#### Quoted passage
------------------------------
Support ModernBERT #53

sam-bercovici · 2025-01-26T22:04:59Z

adding support for using ModernBERT

bclavie · 2025-02-21T07:03:50Z

Hey. ModernBERT-based rerankers are already supported as long as your transformers version is recent enough. ModernBERT itself isn't a reranking model so there's no extra changes needed to support it.

sam-bercovici · 2025-02-22T01:42:07Z

Hi @bclavie,
Using something like "Alibaba-NLP/gte-reranker-modernbert-base" with transformers crashed my code.
I had to jump via a few loops to get it to work. see the following code that made it work:

class DisableCompileContextManager:
    def __init__(self):
        self._original_compile = torch.compile

    def __enter__(self):
        # Turn torch.compile into a no-op
        torch.compile = lambda *args, **kwargs: lambda x: x  # type: ignore

    def __exit__(self, exc_type, exc_val, exc_tb):
        torch.compile = self._original_compile


class TransformerRanker(BaseRanker):
    def __init__(
        self,
        model_name_or_path: str,
        dtype: Optional[Union[str, torch.dtype]] = None,
        device: Optional[Union[str, torch.device]] = None,
        batch_size: int = 16,
        verbose: int = 1,
        max_length: int = 0,
        **kwargs,
    ):
        self.verbose = verbose
        self.device = get_device(device, verbose=self.verbose)
        self.dtype = get_dtype(dtype, self.device, self.verbose)
        self.max_length = max_length
        model_kwargs = kwargs.get("model_kwargs", {})
        with DisableCompileContextManager():
            self.model = AutoModelForSequenceClassification.from_pretrained(
                model_name_or_path,
                torch_dtype=self.dtype,
                **model_kwargs,
            ).to(self.device)
            vprint(f"Loaded model {model_name_or_path}", self.verbose)
            vprint(f"Using device {self.device}.", self.verbose)
            vprint(f"Using dtype {self.dtype}.", self.verbose)
            self.model.eval()
            tokenizer_kwargs = kwargs.get("tokenizer_kwargs", {})
            self.tokenizer = AutoTokenizer.from_pretrained(
                model_name_or_path,
                **tokenizer_kwargs,
            )
            self.ranking_type = "pointwise"
            self.batch_size = batch_size

    @torch.inference_mode()
------------------------------
#### Information supplied
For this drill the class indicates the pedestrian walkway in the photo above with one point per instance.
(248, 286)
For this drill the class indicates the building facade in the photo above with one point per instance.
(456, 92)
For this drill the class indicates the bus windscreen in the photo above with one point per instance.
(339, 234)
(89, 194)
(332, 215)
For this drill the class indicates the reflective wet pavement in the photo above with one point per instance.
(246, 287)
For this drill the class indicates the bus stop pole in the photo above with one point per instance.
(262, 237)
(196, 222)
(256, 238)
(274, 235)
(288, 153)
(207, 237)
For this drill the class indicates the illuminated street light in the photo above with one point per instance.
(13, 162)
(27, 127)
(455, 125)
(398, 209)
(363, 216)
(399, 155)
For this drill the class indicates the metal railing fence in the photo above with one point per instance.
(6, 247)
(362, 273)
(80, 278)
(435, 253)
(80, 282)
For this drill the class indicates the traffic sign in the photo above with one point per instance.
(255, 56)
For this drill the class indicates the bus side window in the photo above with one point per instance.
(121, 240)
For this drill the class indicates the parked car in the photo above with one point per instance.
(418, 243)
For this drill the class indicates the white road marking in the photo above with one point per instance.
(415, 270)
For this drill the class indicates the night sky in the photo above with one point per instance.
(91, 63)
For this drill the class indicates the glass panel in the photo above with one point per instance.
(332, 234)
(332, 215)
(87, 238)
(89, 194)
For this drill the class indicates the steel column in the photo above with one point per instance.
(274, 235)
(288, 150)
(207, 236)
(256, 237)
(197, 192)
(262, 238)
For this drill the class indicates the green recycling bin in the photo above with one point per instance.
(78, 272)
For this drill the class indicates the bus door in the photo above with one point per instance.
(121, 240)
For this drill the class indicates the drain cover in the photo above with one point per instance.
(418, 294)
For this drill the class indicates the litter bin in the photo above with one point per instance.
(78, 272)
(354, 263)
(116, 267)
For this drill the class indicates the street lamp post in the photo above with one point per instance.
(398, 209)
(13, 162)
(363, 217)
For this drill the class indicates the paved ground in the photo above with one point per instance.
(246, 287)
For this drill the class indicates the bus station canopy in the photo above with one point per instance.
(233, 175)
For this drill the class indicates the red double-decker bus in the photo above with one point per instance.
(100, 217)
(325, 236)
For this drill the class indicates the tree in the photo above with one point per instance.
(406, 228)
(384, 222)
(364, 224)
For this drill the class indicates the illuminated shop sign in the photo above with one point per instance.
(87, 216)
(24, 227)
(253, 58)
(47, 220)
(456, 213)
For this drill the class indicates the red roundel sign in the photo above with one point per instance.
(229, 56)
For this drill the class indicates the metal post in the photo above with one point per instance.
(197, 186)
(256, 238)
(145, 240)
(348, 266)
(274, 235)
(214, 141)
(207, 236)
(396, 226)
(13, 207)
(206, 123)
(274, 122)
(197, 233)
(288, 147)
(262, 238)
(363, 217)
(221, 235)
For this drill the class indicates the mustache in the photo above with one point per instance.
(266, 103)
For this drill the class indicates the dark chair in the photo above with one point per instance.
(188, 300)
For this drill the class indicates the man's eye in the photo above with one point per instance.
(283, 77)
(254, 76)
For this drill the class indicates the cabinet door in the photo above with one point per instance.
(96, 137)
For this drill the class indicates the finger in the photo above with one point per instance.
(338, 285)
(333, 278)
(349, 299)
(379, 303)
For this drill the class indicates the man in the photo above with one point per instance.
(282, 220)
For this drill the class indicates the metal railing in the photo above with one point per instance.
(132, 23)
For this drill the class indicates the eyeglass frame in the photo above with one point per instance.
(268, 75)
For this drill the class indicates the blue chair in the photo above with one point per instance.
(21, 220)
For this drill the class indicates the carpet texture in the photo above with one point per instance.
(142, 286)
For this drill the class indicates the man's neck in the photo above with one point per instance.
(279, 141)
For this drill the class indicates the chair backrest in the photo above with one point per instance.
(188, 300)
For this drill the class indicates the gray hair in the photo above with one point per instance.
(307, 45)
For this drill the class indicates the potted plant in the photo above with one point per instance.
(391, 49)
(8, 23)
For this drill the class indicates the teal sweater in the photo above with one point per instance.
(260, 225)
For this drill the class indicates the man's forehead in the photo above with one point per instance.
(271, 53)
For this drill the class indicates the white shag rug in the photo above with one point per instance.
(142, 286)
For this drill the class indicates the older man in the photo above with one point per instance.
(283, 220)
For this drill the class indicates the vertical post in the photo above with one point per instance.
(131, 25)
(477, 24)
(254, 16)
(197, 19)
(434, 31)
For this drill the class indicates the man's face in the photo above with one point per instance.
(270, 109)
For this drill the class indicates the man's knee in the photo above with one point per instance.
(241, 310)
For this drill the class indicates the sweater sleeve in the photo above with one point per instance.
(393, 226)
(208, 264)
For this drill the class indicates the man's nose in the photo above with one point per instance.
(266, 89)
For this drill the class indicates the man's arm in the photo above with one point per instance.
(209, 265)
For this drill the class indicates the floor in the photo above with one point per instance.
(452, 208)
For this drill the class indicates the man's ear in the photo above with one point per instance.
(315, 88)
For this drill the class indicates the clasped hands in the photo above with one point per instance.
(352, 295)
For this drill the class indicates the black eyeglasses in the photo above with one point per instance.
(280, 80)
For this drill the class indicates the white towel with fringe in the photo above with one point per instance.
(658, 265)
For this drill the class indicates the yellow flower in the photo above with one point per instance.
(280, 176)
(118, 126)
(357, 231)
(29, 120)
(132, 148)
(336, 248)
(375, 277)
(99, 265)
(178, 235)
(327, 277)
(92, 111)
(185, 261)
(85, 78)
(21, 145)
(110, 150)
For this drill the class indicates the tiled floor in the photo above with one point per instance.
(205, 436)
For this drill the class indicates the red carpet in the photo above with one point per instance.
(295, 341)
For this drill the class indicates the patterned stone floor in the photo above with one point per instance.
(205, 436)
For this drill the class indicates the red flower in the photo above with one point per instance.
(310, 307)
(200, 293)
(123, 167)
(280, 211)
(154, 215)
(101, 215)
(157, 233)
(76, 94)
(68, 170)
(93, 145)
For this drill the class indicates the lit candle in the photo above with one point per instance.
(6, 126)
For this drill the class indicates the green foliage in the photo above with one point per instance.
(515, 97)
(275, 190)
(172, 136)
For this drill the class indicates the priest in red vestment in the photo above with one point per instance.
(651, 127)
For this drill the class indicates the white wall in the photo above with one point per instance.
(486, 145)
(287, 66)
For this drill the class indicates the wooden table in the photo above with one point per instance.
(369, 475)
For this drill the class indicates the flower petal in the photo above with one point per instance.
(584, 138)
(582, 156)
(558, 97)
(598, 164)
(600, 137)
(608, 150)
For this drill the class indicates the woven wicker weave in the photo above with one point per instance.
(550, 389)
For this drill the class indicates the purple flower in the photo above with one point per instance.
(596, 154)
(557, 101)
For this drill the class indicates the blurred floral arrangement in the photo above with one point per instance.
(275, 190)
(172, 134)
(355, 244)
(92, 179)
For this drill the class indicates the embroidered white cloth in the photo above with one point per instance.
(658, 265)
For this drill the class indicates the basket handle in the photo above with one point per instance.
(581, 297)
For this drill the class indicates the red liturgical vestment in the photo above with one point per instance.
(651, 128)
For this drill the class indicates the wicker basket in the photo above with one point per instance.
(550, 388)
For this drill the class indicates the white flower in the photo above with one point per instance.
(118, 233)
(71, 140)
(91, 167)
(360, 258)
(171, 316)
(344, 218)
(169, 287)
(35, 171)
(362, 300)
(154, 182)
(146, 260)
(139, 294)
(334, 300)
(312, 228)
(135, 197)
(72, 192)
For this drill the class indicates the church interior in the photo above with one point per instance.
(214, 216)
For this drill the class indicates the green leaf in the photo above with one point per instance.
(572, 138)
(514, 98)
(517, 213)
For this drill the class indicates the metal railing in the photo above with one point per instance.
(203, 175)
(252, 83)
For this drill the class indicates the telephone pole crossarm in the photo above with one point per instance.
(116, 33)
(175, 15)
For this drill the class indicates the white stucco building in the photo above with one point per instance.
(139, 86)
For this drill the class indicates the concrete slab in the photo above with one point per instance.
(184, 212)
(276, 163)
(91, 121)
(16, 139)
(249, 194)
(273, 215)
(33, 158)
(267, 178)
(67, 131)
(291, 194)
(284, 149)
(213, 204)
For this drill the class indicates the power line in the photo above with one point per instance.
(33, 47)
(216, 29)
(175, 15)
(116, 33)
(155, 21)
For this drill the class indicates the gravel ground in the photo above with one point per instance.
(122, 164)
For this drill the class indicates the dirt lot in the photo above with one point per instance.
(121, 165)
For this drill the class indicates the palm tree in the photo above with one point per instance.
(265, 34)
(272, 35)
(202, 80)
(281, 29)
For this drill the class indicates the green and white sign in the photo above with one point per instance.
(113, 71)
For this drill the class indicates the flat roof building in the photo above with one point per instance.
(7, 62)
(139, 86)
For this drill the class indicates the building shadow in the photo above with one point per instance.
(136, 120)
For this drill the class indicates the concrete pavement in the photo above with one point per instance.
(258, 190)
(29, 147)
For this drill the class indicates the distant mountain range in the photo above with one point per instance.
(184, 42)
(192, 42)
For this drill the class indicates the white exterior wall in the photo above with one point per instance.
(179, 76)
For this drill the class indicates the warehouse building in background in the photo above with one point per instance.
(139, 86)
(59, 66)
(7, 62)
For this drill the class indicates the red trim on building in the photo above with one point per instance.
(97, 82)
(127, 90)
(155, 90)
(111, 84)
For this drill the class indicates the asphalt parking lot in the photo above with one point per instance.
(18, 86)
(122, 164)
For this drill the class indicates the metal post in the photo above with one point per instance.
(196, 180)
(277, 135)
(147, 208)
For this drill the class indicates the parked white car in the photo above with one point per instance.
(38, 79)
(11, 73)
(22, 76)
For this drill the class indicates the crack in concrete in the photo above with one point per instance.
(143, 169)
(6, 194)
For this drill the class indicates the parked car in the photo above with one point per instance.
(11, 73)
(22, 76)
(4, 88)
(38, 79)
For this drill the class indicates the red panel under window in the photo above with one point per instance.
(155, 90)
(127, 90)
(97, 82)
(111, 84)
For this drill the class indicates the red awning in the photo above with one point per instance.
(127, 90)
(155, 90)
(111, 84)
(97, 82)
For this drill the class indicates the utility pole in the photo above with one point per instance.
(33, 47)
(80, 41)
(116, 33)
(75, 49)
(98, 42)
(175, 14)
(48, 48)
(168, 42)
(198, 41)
------------------------------
#### To do
1) In the ModernBERT thread, translate this sentence into Spanish: "ModernBERT itself isn't a reranking model so there's no extra changes needed to support it."
2) Carry on with the ModernBERT support thread, starting right after its last line.

#### Answers for the exercise
1) ModernBERT en sí no es un modelo de reordenamiento, así que no se necesitan cambios adicionales para darle soporte.

2)
    def rank(
        self,
        query: str,
        docs: Union[str, List[str], Document, List[Document]],
        doc_ids: Optional[Union[List[str], List[int]]] = None,
        metadata: Optional[List[dict]] = None,
        batch_size: Optional[int] = None,
    ) -> RankedResults:
        docs = prep_docs(docs, doc_ids, metadata)
        inputs = [(query, doc.text) for doc in docs]

        # Override self.batch_size if explicitely set
        if batch_size is None:
            batch_size = self.batch_size
        batched_inputs = [
            inputs[i : i + batch_size] for i in range(0, len(inputs), batch_size)
        ]
        scores = []
        for batch in batched_inputs:
            # tokenized_inputs = self.tokenize(batch)
            with torch.no_grad():
                if self.max_length:
                    tokenized_inputs = self.tokenizer(
                        batch,
                        max_length=self.max_length,
                        return_tensors="pt",
                        padding=True,
                        truncation=True,
                    ).to(self.device)
                else:
                    tokenized_inputs = self.tokenizer(
                        batch,
                        return_tensors="pt",
                        padding=True,
                        truncation=True,
                    ).to(self.device)

                batch_scores = self.model(**tokenized_inputs).logits.squeeze()
                batch_scores = batch_scores.detach().cpu().numpy().tolist()
                if isinstance(batch_scores, float):  # Handling the case of single score
                    scores.append(batch_scores)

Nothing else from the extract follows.